## Begin Information shown

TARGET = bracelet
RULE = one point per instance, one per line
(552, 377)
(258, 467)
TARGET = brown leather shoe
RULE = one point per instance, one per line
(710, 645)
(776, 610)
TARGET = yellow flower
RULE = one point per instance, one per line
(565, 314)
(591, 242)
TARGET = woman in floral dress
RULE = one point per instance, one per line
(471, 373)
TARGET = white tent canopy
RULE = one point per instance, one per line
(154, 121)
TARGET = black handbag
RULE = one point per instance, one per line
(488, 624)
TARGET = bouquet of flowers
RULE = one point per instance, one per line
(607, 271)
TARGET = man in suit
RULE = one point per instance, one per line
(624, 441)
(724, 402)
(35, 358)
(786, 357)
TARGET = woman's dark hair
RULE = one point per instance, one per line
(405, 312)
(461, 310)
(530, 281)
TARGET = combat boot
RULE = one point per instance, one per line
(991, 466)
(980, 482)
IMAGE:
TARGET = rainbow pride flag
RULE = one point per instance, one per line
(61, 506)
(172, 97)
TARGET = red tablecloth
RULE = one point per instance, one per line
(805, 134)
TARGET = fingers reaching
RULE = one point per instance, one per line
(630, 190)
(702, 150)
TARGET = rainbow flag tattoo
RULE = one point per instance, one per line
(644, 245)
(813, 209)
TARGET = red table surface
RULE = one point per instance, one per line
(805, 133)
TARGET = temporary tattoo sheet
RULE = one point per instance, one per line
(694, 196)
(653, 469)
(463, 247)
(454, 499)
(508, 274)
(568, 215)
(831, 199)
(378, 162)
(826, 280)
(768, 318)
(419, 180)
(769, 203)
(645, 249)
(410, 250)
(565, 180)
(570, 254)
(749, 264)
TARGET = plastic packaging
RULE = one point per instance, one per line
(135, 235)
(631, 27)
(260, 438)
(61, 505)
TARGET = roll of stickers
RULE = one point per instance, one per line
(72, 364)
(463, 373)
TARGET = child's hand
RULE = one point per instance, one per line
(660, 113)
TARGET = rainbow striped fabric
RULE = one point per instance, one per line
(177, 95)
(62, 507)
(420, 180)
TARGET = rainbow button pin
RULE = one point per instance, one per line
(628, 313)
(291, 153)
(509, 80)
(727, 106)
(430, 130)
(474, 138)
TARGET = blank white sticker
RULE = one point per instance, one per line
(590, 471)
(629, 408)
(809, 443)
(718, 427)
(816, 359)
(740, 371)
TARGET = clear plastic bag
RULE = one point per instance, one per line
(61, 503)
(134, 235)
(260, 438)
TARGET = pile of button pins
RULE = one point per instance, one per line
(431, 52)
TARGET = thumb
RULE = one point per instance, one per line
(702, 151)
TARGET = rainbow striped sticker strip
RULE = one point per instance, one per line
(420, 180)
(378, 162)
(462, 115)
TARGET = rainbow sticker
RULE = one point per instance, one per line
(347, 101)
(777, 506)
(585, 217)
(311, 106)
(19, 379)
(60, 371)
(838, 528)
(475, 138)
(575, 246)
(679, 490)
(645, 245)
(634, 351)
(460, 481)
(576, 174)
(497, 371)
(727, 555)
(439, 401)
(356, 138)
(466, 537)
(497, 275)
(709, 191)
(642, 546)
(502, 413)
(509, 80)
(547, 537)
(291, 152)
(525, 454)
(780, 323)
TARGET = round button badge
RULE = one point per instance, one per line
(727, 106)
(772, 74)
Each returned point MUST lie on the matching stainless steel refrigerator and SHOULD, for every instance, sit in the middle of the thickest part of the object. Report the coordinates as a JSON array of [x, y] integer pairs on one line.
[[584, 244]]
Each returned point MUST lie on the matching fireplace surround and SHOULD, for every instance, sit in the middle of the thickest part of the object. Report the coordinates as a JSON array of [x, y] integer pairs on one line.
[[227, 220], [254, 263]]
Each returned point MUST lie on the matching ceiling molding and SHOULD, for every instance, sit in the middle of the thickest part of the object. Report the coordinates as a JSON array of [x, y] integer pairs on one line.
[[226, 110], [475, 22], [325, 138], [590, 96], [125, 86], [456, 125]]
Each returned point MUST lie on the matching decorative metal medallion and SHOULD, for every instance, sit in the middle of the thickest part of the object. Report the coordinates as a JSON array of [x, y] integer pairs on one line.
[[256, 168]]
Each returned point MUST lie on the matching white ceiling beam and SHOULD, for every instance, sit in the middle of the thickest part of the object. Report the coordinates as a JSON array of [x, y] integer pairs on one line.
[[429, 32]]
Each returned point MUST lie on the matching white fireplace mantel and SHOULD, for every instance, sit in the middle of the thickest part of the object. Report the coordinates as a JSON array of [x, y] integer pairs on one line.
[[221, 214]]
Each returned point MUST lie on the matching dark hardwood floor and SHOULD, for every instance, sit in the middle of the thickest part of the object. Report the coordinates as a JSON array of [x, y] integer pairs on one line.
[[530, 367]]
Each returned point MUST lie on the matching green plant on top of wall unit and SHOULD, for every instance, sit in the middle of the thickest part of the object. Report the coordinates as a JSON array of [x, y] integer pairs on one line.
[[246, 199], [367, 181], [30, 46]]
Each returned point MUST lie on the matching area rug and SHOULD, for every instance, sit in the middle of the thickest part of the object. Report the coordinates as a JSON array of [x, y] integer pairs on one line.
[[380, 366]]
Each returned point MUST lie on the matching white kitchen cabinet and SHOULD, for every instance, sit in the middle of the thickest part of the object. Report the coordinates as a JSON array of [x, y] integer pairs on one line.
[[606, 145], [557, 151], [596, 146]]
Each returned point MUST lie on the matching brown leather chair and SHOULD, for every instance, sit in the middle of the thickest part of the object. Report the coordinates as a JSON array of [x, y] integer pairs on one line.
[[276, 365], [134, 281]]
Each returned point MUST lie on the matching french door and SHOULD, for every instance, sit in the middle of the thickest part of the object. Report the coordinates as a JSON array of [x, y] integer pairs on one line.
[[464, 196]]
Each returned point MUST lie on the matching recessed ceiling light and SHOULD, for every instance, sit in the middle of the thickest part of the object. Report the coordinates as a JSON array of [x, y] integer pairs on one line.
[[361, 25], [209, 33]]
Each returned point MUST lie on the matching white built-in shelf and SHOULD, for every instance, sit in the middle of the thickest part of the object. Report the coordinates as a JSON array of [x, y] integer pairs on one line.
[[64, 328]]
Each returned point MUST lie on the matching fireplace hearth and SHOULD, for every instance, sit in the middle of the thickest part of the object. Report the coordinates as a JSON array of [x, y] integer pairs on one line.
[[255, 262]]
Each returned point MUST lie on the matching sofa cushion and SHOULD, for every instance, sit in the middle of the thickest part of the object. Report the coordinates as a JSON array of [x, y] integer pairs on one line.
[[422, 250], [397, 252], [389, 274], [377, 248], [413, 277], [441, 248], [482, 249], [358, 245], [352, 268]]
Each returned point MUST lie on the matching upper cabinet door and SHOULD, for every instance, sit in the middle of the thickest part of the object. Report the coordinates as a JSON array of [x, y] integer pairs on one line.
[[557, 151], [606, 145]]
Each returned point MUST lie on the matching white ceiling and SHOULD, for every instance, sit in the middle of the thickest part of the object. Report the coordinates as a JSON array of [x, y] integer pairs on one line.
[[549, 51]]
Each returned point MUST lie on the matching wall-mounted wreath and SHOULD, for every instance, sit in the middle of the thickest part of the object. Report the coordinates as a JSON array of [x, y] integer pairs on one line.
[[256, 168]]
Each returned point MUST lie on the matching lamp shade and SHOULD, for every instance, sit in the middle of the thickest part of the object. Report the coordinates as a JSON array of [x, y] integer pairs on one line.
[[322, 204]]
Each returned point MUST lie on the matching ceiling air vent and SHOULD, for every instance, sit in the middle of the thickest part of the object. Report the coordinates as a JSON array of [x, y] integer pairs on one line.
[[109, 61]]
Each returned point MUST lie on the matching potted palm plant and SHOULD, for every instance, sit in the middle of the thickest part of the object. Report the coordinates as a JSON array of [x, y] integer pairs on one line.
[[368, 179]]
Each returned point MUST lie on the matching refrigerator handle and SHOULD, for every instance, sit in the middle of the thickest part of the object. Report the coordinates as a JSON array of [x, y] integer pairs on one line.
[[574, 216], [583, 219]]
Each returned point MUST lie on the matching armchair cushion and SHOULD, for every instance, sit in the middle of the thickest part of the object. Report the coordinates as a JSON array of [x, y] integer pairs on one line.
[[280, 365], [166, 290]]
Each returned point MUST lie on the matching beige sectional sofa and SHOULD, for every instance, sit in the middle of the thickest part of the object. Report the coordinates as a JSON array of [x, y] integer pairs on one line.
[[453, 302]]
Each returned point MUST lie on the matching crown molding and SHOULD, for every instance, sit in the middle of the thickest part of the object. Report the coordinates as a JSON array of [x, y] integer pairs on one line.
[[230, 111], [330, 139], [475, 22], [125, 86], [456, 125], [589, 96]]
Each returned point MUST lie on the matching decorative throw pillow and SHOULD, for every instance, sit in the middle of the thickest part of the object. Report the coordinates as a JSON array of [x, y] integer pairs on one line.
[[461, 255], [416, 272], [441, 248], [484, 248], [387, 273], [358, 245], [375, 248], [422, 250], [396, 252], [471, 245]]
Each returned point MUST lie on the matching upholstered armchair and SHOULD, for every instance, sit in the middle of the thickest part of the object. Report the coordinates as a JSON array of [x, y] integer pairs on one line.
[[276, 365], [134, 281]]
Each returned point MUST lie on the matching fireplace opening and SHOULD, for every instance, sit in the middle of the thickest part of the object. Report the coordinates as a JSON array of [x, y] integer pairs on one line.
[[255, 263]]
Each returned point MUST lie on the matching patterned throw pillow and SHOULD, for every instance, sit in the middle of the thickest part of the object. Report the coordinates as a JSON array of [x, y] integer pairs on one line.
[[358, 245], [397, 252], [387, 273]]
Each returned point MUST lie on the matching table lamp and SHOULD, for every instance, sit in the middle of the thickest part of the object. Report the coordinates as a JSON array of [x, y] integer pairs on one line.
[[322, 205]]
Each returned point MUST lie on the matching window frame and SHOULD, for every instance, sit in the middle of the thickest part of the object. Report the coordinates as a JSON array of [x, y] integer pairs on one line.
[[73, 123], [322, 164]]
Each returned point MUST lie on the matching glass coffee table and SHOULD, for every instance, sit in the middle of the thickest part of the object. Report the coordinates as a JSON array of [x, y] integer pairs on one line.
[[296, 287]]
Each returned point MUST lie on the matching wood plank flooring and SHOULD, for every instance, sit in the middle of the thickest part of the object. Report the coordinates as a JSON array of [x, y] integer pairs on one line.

## End Information shown

Quote verbatim the line containing "Each returned point MUST lie on the matching upholstered" and every line after it through the end of the records above.

Each returned point MUST lie on the matching upholstered armchair and SHOULD, for every instance, sit in the middle of the thickest part of the object. Report the coordinates as a JSON array of [x, y] integer pairs on one line.
[[276, 365], [134, 281]]
Each returned point MUST lie on the matching fireplace opening and SHOULD, for every instance, sit in the middle of the thickest part of the object. Report the coordinates as a JSON array of [x, y] integer pairs on one line.
[[255, 263]]
Each returned point MUST lie on the matching patterned throw pillow and SHOULD, for every instance, sit in the middle of the thickest part of the object. Report the coordinates as a JSON array of [x, y] integer pairs on one line.
[[358, 245], [397, 252], [387, 273]]
Each returned point MUST lie on the matching table lamp and SHOULD, for every instance, sit in the middle of the thickest part of the object. Report the coordinates as a JSON array of [x, y] integer pairs on one line.
[[322, 205]]
Each returned point MUST lie on the matching window frame and SHOULD, for every instance, sit in the middle of the thickest part of the object. Report the coordinates as a JSON array of [x, y] integer pairs on one line.
[[73, 123], [322, 164]]
Each returned point MUST lie on the matching glass coffee table and SHOULD, for every instance, sit in the middle of the thickest part of the object. Report the coordinates as a JSON array of [x, y] integer pairs on one line.
[[296, 287]]
Each returned point MUST lie on the matching wood plank flooring and SHOULD, for every instance, sit in the middle of the thickest part of the object. Report the coordinates as a JSON array of [x, y] integer pairs on one line.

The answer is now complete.